148 Future Doctors Have Written An Open Letter To Peter Dutton About The Treatment Of Refugees On Manus Island

    "We are watching."

    148 final year medical students from Melbourne have signed an open letter to immigration minister Peter Dutton accusing the government of "wilful neglect" over the treatment of hundreds of refugees refusing to leave the closed Manus Island detention centre.

    26-year-old Jessica Tavassoli, a final year medicine student at Monash University, told BuzzFeed News she decided to write the letter after reading about the unfolding stand-off between the hundreds of refugees at the Manus Island detention centre and the government.

    More than 600 men are staying put in the Australian run detention centre — despite the government cutting off power, water, food and medical supplies last Tuesday — saying they fear for their safety if they are relocated to new premises at Lorengau on the island.

    The Manus Island facility was closed at the end of October after the Papua New Guinean Supreme Court ruled in April 2016 that Australia's detention of refugees was illegal and unconstitutional. Six people have died on Manus Island, including one who was murdered, since it reopened in 2012.

    Conditions are worsening inside the centre and PNG soldiers have been instructed not to allow anyone to bring food to the refugees. Men have cleaned out rubbish bins to store rainwater to use for the toilets and showering, but say they are determined to stay.

    Tavassoli said she's spent the last week unable to concentrate on her final medical school lectures at Monash School of Medicine because she's horrified by the "national disgrace" unfolding in Australia's offshore detention centres.

    "The irony of sitting in class talking over the treatment for medical emergencies whilst 600 men are abandoned by our government has not escaped me," she said.

    "On Wednesday, I read reports of detainees digging into the ground with poles to find water which they will later boil and add salt and sugar to for sustenance and I broke again.

    "And on Friday, my final day of medical school, I read an SOS call out Médecins Sans Frontières/Doctors Without Borders and International Committee of the Red Cross to urgently intervene.

    "This is nothing short of a national disgrace."

    Tavassoli said she and 147 of her Monash classmates wrote the open letter to the immigration minister because they could not remain silent while there was an unfolding humanitarian crisis.

* **Parts of the exercise**
a. Reproduce the Manus Island article from "Conditions are worsening" to "offshore detention centres.".
b. According to the Manus Island article, what did the government cut off last Tuesday?

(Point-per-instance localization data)
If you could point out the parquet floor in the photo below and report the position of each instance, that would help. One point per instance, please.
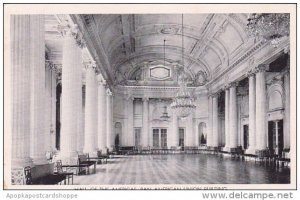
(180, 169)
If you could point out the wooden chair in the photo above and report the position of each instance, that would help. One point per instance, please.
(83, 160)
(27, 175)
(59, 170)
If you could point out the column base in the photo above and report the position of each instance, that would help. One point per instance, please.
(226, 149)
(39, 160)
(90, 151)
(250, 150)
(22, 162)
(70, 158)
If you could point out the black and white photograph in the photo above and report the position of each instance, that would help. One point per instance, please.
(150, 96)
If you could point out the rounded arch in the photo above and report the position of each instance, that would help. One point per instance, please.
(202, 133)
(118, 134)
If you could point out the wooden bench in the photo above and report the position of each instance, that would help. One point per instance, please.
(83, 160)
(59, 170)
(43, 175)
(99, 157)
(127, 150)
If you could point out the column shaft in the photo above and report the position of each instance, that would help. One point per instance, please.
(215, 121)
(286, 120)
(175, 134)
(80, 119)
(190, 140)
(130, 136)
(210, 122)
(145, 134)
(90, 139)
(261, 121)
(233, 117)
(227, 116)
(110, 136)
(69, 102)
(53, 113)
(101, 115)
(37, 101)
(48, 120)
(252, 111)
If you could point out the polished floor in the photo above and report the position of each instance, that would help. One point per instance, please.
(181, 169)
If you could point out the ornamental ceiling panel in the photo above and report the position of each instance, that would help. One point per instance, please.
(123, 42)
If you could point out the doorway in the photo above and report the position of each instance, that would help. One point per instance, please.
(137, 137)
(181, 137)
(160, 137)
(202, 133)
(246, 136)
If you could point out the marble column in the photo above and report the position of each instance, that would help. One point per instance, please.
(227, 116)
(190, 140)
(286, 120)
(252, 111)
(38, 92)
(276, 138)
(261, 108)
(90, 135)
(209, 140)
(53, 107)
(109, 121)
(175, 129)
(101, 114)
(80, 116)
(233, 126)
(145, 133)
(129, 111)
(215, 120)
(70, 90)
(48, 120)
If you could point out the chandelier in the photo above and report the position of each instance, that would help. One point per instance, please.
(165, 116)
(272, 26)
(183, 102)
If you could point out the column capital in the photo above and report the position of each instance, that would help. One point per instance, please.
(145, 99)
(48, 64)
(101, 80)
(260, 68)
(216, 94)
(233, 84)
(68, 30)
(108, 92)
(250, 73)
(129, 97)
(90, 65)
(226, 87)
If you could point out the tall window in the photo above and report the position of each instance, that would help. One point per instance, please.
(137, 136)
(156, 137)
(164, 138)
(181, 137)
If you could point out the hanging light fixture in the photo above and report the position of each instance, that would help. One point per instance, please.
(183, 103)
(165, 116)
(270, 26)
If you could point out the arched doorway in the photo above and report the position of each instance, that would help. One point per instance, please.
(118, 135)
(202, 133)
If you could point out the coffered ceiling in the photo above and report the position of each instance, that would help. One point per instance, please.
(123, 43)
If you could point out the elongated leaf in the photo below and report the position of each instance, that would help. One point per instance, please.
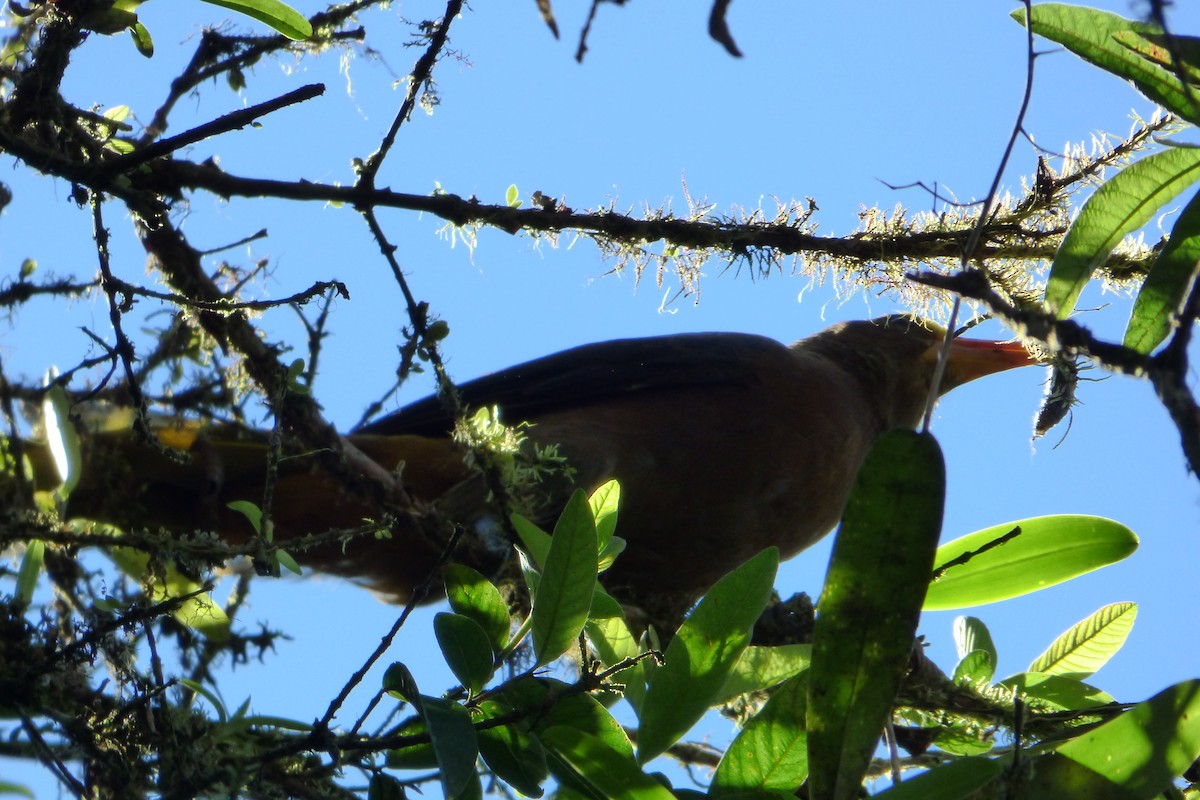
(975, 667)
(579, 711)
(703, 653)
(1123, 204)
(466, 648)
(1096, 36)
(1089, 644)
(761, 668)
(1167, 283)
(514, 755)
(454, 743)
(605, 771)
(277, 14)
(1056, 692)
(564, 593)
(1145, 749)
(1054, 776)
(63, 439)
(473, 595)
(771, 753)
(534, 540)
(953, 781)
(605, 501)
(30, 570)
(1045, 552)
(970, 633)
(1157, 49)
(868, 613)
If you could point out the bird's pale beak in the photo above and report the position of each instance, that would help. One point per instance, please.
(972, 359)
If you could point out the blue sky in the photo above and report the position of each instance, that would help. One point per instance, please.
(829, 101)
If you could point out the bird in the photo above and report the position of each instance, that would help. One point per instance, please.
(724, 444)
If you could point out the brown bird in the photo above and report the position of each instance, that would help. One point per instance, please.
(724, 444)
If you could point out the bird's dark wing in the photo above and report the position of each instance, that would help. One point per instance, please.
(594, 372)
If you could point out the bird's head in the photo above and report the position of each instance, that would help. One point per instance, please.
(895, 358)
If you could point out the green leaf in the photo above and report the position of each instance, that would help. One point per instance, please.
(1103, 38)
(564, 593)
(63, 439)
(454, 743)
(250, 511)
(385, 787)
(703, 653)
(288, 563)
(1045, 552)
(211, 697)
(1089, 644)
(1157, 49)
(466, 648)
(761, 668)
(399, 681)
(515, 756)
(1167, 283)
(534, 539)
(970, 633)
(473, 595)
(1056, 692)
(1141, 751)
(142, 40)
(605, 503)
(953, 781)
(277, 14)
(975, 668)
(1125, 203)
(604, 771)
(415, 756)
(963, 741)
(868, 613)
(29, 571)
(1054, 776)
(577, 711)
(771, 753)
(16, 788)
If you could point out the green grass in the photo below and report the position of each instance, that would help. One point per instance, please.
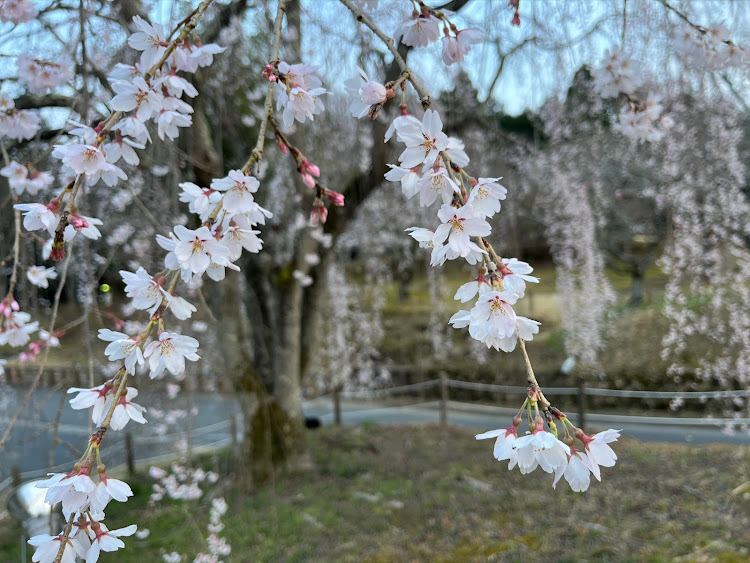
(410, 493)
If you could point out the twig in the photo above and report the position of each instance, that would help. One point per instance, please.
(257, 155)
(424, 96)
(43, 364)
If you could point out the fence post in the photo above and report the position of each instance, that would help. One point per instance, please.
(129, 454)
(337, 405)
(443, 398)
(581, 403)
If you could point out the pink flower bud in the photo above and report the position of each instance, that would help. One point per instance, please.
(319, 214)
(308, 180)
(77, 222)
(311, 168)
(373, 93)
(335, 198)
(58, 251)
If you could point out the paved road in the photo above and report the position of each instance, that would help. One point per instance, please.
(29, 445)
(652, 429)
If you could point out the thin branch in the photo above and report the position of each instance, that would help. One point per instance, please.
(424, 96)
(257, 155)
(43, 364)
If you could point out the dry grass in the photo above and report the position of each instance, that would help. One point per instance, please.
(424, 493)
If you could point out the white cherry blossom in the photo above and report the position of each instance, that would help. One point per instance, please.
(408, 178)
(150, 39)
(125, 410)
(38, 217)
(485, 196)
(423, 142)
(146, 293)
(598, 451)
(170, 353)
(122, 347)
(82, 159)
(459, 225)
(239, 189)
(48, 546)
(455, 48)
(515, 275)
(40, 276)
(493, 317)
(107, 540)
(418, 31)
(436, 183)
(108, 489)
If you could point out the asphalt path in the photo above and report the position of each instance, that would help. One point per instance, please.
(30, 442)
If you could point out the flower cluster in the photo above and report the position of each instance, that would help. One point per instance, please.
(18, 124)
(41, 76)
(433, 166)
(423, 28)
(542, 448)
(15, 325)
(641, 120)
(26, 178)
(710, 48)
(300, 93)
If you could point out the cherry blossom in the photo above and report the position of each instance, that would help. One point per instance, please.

* **Exercise answers**
a.
Conditions are worsening inside the centre and PNG soldiers have been instructed not to allow anyone to bring food to the refugees. Men have cleaned out rubbish bins to store rainwater to use for the toilets and showering, but say they are determined to stay.

    Tavassoli said she's spent the last week unable to concentrate on her final medical school lectures at Monash School of Medicine because she's horrified by the "national disgrace" unfolding in Australia's offshore detention centres.

b. Power, water, food and medical supplies.